Reproduce all of the material below line for line, without changing a single character.

• **Materials provided**
☆ ☆ ☆ ☆ ☆ ☆ ☆

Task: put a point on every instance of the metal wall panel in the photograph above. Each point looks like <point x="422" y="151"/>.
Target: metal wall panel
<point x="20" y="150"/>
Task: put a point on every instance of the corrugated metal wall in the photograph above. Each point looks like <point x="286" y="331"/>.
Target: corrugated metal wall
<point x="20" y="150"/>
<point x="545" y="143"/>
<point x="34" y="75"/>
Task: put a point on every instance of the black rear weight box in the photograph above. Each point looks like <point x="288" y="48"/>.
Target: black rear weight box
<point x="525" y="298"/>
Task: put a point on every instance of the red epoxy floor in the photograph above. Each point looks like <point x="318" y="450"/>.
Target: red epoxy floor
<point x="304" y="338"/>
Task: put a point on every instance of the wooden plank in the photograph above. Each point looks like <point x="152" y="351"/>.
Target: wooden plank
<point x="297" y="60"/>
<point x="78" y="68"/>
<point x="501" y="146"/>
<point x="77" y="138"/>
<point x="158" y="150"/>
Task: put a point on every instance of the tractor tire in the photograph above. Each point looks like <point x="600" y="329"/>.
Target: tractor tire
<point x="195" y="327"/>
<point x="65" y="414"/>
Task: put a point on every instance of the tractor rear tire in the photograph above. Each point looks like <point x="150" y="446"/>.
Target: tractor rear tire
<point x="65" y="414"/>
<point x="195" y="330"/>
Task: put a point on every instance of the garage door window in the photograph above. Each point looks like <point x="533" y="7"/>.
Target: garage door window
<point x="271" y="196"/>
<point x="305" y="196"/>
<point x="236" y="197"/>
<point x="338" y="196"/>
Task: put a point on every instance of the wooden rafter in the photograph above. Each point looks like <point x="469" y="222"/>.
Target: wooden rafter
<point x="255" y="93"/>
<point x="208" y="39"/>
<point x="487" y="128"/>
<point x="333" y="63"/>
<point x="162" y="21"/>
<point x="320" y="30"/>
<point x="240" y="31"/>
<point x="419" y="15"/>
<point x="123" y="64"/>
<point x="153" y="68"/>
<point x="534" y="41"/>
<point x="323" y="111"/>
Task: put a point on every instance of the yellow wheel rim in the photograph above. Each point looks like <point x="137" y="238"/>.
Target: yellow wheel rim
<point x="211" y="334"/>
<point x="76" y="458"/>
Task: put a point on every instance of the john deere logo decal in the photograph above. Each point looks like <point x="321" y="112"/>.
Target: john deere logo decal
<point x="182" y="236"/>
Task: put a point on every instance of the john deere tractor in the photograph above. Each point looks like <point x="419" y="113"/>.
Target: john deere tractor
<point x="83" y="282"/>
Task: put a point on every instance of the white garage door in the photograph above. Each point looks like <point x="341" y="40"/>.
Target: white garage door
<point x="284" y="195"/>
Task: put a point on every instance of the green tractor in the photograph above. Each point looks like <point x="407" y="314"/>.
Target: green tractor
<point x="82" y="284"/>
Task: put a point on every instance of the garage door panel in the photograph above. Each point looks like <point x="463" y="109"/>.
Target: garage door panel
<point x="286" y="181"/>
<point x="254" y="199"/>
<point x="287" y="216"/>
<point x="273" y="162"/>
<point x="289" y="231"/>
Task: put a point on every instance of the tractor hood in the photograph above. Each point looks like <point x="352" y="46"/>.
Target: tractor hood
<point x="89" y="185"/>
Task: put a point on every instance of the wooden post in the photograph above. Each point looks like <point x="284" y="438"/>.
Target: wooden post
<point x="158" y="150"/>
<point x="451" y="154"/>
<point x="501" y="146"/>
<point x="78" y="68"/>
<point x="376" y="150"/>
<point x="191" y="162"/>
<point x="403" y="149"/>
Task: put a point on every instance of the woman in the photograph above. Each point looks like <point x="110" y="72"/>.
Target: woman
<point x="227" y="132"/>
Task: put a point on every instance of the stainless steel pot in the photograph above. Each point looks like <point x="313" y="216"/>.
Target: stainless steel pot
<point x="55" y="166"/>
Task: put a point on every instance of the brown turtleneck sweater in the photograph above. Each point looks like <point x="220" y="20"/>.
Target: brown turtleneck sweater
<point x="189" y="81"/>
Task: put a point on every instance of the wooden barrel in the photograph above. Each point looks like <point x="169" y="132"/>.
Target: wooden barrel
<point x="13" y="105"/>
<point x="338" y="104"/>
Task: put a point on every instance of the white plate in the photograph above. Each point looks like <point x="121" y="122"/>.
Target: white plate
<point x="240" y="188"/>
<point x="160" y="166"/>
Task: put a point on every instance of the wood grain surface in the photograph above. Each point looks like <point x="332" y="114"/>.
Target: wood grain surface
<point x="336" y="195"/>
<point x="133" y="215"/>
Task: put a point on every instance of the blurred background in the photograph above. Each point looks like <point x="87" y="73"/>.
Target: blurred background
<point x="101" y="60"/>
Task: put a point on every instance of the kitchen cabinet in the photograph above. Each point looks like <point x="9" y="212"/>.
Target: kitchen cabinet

☆ ☆ ☆ ☆ ☆ ☆ ☆

• **Response to this task**
Task: put a point on every instance of the metal wall panel in the photograph above. Each point looks like <point x="422" y="151"/>.
Target: metal wall panel
<point x="20" y="150"/>
Task: put a point on every instance of the corrugated metal wall in the photograph above. Each point looks like <point x="286" y="331"/>.
Target: corrugated metal wall
<point x="20" y="150"/>
<point x="545" y="143"/>
<point x="34" y="75"/>
Task: put a point on every instance of the black rear weight box in the photograph above. Each point looks like <point x="288" y="48"/>.
Target: black rear weight box
<point x="525" y="298"/>
Task: put a point on every instance of the red epoxy floor in the photograph above. Each point looks like <point x="318" y="450"/>.
Target: red epoxy floor
<point x="304" y="338"/>
Task: put a point on every instance of the wooden plank in the photograph above. Each point looks like <point x="152" y="351"/>.
Target: wooden plank
<point x="297" y="60"/>
<point x="78" y="68"/>
<point x="501" y="146"/>
<point x="77" y="138"/>
<point x="158" y="150"/>
Task: put a point on every instance of the tractor tire in the photograph above. Each point looks like <point x="600" y="329"/>.
Target: tractor tire
<point x="195" y="327"/>
<point x="65" y="414"/>
Task: put a point on every instance of the tractor rear tire in the photograph above. Each point looks like <point x="150" y="446"/>.
Target: tractor rear tire
<point x="65" y="414"/>
<point x="195" y="330"/>
Task: put a point on every instance of the garage door window in the photograph above. Each point looks like <point x="533" y="7"/>.
Target: garage door window
<point x="271" y="196"/>
<point x="305" y="196"/>
<point x="236" y="197"/>
<point x="338" y="196"/>
Task: put a point on every instance of the wooden rafter in the photograph above. Each point looks like <point x="469" y="222"/>.
Target: wooden rafter
<point x="255" y="93"/>
<point x="208" y="39"/>
<point x="487" y="128"/>
<point x="333" y="63"/>
<point x="162" y="21"/>
<point x="320" y="30"/>
<point x="240" y="31"/>
<point x="419" y="15"/>
<point x="123" y="64"/>
<point x="153" y="68"/>
<point x="534" y="41"/>
<point x="323" y="111"/>
Task: put a point on every instance of the yellow wheel rim in the photograph above. Each point looks like <point x="137" y="238"/>.
Target: yellow wheel rim
<point x="211" y="334"/>
<point x="76" y="458"/>
Task: put a point on every instance of the john deere logo decal in the photograph above. Each point looks like <point x="321" y="112"/>.
Target: john deere logo decal
<point x="182" y="236"/>
Task: put a point on every instance of the john deere tractor in the photograph above. Each point looks like <point x="419" y="113"/>.
Target: john deere tractor
<point x="83" y="282"/>
Task: put a point on every instance of the white garage door in the photograph above. Each point looks like <point x="341" y="40"/>.
Target: white garage door
<point x="284" y="195"/>
Task: put a point on every instance of the green tractor in the photograph above. Each point looks like <point x="407" y="314"/>.
Target: green tractor
<point x="82" y="284"/>
Task: put a point on every instance of the garage door panel in the photograph above. Each point looks like <point x="463" y="109"/>.
Target: garage door panel
<point x="286" y="181"/>
<point x="254" y="199"/>
<point x="287" y="216"/>
<point x="273" y="162"/>
<point x="289" y="231"/>
Task: put a point on every instance of the tractor hood in the photograph above. Each point looks like <point x="352" y="46"/>.
Target: tractor hood
<point x="89" y="185"/>
Task: put a point on every instance of the wooden post in the photograph above. Each point looks like <point x="284" y="438"/>.
Target: wooden post
<point x="158" y="150"/>
<point x="451" y="154"/>
<point x="501" y="146"/>
<point x="78" y="68"/>
<point x="376" y="150"/>
<point x="191" y="162"/>
<point x="403" y="149"/>
Task: put a point on every instance of the woman in the photograph above. Each point looks like <point x="110" y="72"/>.
Target: woman
<point x="227" y="132"/>
Task: put a point on every instance of the stainless steel pot in the photograph above. Each point looks like <point x="313" y="216"/>.
Target: stainless steel pot
<point x="55" y="166"/>
Task: put a point on every instance of the brown turtleneck sweater in the photograph above. Each point looks like <point x="220" y="20"/>.
Target: brown turtleneck sweater
<point x="189" y="81"/>
Task: put a point on every instance of the wooden barrel in the photograph above. Each point looks like <point x="169" y="132"/>.
Target: wooden barrel
<point x="13" y="105"/>
<point x="338" y="104"/>
Task: put a point on every instance of the white plate in the photograph above. Each point looks like <point x="121" y="122"/>.
Target: white plate
<point x="240" y="188"/>
<point x="160" y="166"/>
Task: put a point on every instance of the wood grain surface in the photograph above. Each point looks like <point x="332" y="114"/>.
Target: wood grain surface
<point x="336" y="195"/>
<point x="133" y="215"/>
Task: put a point on every instance of the blurred background in the photograph above. Each point looks like <point x="87" y="73"/>.
Target: blurred background
<point x="101" y="60"/>
Task: put a point on every instance of the kitchen cabinet in the photograph above. Each point looks like <point x="9" y="212"/>.
Target: kitchen cabinet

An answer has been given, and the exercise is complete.